Übungsaufgaben:
1) Welchen Beruf übt die Mutter von Jenny Erpenbeck laut dem Lesetext aus?
2) Übertragen Sie den folgenden Satz aus dem Lesetext ins Englische: „Sie lebt als freie Autorin und Regisseurin in Berlin.“
3) Prüfen Sie anhand des Lesetextes, ob die folgenden Aussagen zutreffen:
(a) Jenny Erpenbeck studierte Theaterwissenschaften in Graz.
(b) Fritz Erpenbeck gründete eine Zeitschrift.
(c) Vor ihrem Studium war Jenny Erpenbeck an der Staatsoper Berlin tätig.

"Gehen, ging, gegangen"

Zur Vorbereitung auf das Buch "Gehen, ging, gegangen" von Jenny Erpenbeck:

Zwei Videos über/mit der Autorin.

Biographie
Jenny Erpenbeck (Autorin)

gefunden bei Perlentaucher

Jenny Erpenbeck wurde 1967 in eine Berliner Schriftstellerdynastie geboren. Ihre Großmutter Hedda Zinna schrieb Romane, ihr Großvater Fritz Erpenbeck war Krimiautor und gründete die Zeitschrift `Theater der Zeit`. Ihr Vater John Erpenbeck ist ein bekannter Physiker, Philosoph, Psychologe und Romanautor, und ihre Mutter Doris Kilias arbeitet als Übersetzerin. Nach einer Buchbinderlehre und Tätigkeiten als Requisiteuse und Ankleiderin an der Staatsoper Berlin studierte Jenny Erpenbeck in Berlin Theaterwissenschaften und Musiktheaterregie, u.a. bei Peter Konwitschny, Ruth Berghaus, Werner Herzog und Heiner Müller. Seit 1991 arbeitete sie zunächst als Regieassistentin und inszenierte danach Aufführungen für Oper und Musiktheater in Berlin und Graz. Sie lebt als freie Autorin und Regisseurin in Berlin.

Bereitgestelltes Material:
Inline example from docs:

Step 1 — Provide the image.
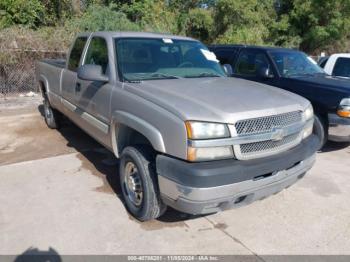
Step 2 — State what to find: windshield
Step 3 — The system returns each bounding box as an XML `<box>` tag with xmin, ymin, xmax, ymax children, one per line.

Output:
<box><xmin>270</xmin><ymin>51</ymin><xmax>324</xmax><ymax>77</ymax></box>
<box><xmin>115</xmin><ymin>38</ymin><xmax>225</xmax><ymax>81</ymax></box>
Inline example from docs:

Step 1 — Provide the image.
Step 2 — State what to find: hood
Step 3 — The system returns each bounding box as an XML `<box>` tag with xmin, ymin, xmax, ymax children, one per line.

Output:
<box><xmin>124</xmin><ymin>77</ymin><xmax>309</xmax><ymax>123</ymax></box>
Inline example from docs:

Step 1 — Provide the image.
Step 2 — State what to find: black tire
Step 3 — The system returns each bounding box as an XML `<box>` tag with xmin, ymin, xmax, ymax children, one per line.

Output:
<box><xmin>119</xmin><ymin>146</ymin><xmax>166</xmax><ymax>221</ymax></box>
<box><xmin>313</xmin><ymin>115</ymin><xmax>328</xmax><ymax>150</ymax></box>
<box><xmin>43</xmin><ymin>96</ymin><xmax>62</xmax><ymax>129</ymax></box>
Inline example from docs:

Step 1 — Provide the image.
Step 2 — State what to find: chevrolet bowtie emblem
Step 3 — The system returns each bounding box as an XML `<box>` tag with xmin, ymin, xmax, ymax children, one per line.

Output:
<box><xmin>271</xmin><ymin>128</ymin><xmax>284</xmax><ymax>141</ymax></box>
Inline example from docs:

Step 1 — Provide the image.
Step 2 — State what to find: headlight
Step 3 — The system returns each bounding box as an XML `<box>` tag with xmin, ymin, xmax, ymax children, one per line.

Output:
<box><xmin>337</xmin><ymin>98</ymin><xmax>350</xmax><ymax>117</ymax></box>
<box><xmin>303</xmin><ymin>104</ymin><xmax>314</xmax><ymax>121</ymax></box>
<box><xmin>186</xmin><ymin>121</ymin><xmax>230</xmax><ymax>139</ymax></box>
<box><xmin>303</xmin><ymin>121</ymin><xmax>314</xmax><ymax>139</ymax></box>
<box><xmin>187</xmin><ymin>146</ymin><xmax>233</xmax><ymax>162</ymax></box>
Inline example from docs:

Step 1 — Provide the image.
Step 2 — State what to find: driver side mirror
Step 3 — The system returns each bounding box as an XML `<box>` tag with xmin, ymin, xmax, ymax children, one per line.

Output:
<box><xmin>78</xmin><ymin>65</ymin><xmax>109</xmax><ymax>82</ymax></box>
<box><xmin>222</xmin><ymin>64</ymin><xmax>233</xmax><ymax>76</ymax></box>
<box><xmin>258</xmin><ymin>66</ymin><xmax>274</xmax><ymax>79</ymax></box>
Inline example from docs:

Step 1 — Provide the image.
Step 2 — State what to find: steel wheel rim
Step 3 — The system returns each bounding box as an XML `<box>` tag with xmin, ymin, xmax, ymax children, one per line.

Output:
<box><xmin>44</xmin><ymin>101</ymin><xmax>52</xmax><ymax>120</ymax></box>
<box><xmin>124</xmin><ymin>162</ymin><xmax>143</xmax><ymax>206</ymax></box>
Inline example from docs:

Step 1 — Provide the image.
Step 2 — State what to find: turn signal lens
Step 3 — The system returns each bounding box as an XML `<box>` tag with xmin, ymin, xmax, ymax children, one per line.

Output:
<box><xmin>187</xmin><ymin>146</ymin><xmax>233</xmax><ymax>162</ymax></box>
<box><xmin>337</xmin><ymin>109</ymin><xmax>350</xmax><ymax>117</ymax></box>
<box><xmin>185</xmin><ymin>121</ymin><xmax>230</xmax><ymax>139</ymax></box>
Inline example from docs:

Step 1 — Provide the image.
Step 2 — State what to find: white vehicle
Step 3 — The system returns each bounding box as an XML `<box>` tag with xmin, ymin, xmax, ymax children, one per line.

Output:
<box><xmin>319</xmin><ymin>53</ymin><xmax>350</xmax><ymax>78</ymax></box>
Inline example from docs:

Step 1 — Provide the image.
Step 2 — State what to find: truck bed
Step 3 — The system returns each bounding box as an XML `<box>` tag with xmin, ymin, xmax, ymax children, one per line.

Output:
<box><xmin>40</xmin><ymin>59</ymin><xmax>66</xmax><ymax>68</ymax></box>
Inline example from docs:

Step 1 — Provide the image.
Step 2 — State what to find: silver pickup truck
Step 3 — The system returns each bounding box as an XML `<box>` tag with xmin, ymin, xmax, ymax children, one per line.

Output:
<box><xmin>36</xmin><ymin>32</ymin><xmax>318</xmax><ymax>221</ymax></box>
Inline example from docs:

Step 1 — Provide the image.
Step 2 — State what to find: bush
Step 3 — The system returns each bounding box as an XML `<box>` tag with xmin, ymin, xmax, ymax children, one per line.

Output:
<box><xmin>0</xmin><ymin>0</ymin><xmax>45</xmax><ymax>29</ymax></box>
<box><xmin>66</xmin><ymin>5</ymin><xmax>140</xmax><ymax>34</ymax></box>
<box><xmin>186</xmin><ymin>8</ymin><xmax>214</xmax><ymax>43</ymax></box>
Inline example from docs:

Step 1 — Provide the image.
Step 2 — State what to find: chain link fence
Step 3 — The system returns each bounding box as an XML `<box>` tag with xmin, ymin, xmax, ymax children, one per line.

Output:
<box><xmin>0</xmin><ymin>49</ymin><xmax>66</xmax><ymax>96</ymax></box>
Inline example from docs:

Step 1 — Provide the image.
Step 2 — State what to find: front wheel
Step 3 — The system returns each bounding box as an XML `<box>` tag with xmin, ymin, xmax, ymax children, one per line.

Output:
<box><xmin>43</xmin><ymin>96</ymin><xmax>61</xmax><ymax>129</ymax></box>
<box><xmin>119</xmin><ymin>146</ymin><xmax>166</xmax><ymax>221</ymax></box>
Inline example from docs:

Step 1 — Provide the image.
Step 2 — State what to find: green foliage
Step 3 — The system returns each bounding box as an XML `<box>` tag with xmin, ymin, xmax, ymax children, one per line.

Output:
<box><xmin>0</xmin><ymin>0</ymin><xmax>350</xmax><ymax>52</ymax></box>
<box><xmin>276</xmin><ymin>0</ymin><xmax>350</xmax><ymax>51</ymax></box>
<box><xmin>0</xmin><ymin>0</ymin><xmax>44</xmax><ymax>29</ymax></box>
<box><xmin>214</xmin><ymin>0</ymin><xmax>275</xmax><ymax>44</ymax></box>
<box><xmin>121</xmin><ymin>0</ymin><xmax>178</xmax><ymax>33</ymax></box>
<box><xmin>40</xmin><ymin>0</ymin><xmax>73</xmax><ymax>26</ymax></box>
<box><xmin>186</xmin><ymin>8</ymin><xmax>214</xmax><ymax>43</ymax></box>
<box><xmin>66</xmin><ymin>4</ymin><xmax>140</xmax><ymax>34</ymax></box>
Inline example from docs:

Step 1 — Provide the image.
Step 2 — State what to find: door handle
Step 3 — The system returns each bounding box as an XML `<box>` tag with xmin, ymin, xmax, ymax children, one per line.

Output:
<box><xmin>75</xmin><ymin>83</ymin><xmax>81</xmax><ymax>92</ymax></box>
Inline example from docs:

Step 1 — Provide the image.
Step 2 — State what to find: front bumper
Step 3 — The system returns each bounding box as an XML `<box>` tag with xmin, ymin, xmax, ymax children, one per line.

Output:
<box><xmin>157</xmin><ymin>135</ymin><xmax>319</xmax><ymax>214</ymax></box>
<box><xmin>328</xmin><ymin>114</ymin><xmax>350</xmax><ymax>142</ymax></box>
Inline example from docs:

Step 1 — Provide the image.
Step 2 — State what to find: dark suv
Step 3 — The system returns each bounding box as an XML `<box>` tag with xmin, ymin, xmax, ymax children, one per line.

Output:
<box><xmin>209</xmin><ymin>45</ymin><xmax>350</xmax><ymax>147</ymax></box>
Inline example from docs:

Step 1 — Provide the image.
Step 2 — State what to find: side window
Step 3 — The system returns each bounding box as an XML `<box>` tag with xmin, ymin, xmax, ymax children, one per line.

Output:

* * *

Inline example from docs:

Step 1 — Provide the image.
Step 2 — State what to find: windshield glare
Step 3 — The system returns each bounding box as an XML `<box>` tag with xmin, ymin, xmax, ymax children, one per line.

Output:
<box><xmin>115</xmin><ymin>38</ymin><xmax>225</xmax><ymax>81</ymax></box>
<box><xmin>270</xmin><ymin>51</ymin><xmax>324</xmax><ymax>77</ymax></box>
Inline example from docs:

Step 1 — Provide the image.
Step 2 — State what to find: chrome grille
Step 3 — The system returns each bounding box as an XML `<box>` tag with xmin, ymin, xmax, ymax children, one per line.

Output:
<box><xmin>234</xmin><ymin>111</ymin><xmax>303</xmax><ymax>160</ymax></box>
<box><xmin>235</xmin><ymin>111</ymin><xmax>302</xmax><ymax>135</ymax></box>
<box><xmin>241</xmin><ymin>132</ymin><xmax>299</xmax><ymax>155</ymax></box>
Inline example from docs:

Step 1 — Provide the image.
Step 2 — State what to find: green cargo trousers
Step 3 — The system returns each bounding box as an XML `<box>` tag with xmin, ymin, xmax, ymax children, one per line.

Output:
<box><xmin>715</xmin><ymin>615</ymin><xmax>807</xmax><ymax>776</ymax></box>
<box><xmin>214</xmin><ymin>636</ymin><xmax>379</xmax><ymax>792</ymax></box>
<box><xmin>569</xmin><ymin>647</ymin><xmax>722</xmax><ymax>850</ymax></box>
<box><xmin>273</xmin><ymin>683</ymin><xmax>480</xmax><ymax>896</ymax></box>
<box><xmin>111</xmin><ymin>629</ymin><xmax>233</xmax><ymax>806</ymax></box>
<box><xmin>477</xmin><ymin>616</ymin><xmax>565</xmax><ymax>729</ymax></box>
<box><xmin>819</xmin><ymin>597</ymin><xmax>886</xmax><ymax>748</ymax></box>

Lösungen der Aufgaben:
1) Sie arbeitet als Übersetzerin.

2) She lives in Berlin as a freelance author and director.

3)
(a) Nein: „studierte Jenny Erpenbeck in Berlin Theaterwissenschaften und Musiktheaterregie“
(b) Ja: „ihr Großvater Fritz Erpenbeck war Krimiautor und gründete die Zeitschrift“
(c) Ja: „Nach einer Buchbinderlehre und Tätigkeiten als Requisiteuse und Ankleiderin an der Staatsoper Berlin studierte Jenny Erpenbeck“